### Problem to solve
You are to retype all of the data exactly as it appears.

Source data
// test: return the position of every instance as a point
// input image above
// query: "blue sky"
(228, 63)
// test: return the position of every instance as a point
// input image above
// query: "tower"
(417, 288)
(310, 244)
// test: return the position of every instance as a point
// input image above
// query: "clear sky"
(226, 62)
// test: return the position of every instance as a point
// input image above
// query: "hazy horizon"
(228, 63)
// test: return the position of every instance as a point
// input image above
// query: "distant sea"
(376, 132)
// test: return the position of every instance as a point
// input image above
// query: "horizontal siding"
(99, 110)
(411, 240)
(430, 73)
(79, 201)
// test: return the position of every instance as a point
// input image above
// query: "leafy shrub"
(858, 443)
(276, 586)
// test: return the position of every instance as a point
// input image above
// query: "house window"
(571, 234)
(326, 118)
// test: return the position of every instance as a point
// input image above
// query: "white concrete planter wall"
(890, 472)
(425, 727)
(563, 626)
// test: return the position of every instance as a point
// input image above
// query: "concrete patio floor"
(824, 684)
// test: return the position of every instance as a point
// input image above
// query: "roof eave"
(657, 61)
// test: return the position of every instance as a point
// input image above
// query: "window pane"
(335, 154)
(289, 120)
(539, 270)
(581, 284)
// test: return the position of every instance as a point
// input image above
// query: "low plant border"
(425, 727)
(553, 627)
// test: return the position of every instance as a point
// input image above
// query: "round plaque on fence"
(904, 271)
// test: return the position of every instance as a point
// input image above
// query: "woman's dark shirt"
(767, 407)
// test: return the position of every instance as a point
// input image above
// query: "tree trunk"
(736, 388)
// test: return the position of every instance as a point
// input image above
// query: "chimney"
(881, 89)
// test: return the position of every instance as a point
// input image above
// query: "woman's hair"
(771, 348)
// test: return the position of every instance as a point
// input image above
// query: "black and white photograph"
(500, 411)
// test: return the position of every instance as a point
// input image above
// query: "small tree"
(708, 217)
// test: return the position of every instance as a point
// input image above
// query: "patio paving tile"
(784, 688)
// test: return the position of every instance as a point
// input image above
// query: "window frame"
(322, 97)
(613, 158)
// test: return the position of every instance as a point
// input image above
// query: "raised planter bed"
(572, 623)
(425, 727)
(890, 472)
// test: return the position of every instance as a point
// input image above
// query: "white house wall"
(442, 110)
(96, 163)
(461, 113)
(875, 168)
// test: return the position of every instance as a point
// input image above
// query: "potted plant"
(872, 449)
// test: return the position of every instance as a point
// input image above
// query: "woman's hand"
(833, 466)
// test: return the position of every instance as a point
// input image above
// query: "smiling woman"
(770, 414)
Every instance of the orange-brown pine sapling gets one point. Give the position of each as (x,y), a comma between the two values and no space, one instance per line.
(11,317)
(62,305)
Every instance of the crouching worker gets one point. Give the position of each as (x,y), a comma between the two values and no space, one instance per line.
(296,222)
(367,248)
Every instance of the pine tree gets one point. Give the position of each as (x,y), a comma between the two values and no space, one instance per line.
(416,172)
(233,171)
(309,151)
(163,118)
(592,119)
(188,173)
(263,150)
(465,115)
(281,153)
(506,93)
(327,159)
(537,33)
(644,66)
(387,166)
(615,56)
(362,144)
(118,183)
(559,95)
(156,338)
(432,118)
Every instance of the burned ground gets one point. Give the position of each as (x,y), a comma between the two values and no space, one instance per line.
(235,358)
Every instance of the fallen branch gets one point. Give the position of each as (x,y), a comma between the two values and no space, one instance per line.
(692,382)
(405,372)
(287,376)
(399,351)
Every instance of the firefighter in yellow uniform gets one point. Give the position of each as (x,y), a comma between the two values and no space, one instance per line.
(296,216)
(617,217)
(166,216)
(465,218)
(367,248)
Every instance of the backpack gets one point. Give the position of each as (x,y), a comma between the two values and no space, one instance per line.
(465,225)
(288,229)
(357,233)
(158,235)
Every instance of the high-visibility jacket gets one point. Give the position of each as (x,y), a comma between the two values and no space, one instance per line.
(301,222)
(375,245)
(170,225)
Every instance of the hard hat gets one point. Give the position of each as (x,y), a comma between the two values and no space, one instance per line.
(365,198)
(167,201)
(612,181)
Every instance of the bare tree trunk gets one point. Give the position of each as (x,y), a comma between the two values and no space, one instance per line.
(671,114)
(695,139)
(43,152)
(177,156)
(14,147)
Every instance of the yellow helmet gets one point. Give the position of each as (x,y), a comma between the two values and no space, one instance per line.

### Result
// test: return the position of every instance as a point
// input image above
// query: "blue sky"
(228, 63)
// test: return the position of every instance as a point
// input image above
// query: "tower"
(417, 288)
(310, 244)
// test: return the position of every instance as a point
// input image above
// query: "clear sky"
(226, 62)
// test: return the position of every instance as a point
// input image above
// query: "hazy horizon"
(228, 63)
// test: return the position of every instance as a point
// input image above
// query: "distant sea"
(376, 132)
// test: return the position of every instance as a point
// input image above
// query: "horizontal siding"
(99, 110)
(411, 240)
(430, 73)
(79, 201)
// test: return the position of every instance as a point
// input image above
// query: "leafy shrub"
(858, 443)
(276, 586)
// test: return the position of every instance as a point
// input image above
// query: "house window"
(571, 234)
(326, 118)
// test: return the position of every instance as a point
// input image above
// query: "white concrete planter wall"
(890, 472)
(425, 727)
(563, 626)
// test: return the position of every instance as a point
// input image above
// query: "concrete patio floor"
(824, 684)
// test: return the position of every instance as a point
// input image above
// query: "roof eave"
(657, 61)
// test: return the position of every instance as a point
// input image above
// query: "window pane"
(335, 154)
(289, 120)
(539, 270)
(581, 284)
// test: return the position of every instance as a point
// input image above
// query: "low plant border"
(425, 727)
(553, 627)
// test: return the position of every instance as a point
// input image above
// query: "round plaque on fence"
(904, 271)
// test: return the position of every instance as a point
// input image above
// query: "woman's dark shirt"
(767, 407)
// test: return the position of every instance as a point
// input image above
// query: "tree trunk"
(736, 388)
// test: return the position of every instance as a point
// input image above
// query: "chimney"
(881, 89)
// test: return the position of every instance as a point
// input image above
// query: "woman's hair"
(771, 348)
// test: return the position of every instance as a point
// input image above
// query: "black and white photograph"
(500, 411)
// test: return the position of every instance as a point
// input image above
// query: "small tree"
(708, 217)
// test: return the position of every instance as a point
// input image above
// query: "patio paving tile"
(784, 688)
// test: return the position of every instance as a point
// input image above
// query: "window frame"
(322, 97)
(613, 158)
// test: return the position of every instance as a point
// input image above
// query: "raised planter bed"
(572, 623)
(425, 727)
(890, 472)
// test: return the position of every instance as a point
// input image above
// query: "white house wall"
(442, 110)
(96, 163)
(461, 113)
(875, 168)
// test: return the position of every instance as a point
// input image above
// query: "potted plant"
(872, 449)
// test: return the position of every instance as a point
// input image above
// query: "woman's hand"
(833, 466)
// test: return the position of every instance as a point
// input image above
// query: "smiling woman"
(770, 414)
Every instance of the orange-brown pine sapling gets one point. Give the position of each as (x,y), a comma between the two values and no space, one instance per line.
(11,317)
(62,305)
Every instance of the crouching worker gets one point. Give the position of each as (x,y), a comma between the two values and no space, one instance per line.
(296,222)
(367,248)
Every instance of the pine tree gets one point. Give the position of each as (x,y), a comma between the two values and no space, one instance per line.
(416,172)
(233,171)
(309,151)
(163,118)
(592,119)
(188,173)
(263,150)
(465,115)
(281,153)
(506,93)
(327,159)
(537,33)
(644,66)
(387,166)
(615,56)
(362,144)
(118,183)
(559,95)
(156,338)
(432,118)
Every instance of the burned ground gets one point. Give the position of each as (x,y), a comma between the two values and no space, one instance per line.
(235,358)
Every instance of the fallen branch gets one point. Give the position of each as (x,y), a comma between the two values and no space, one instance per line.
(692,382)
(405,372)
(287,376)
(399,351)
Every instance of the firefighter in yellow uniform gets one point. Give the position of each as (x,y), a comma between the two values and no space, one instance per line.
(296,216)
(617,217)
(166,216)
(465,218)
(367,248)
Every instance of the backpack gets one point. Give the position of each as (x,y), a comma between the two values and no space, one instance per line.
(465,225)
(288,229)
(357,233)
(158,235)
Every instance of the high-visibility jacket gets one point. Give the position of each as (x,y), a comma between the two values and no space, one instance per line.
(301,222)
(375,245)
(170,225)
Every instance of the hard hat gets one point. Give the position of each as (x,y), a comma between the two values and no space, one instance per line.
(365,198)
(167,201)
(612,181)
Every instance of the bare tree trunk gets one point. Give the position of each as (x,y), a comma between the two values and no space, one instance per line.
(671,114)
(695,139)
(43,152)
(177,156)
(14,147)
Every instance of the yellow helmet gets one point. Give the position of each as (x,y), a comma between the two values and no space, one instance per line.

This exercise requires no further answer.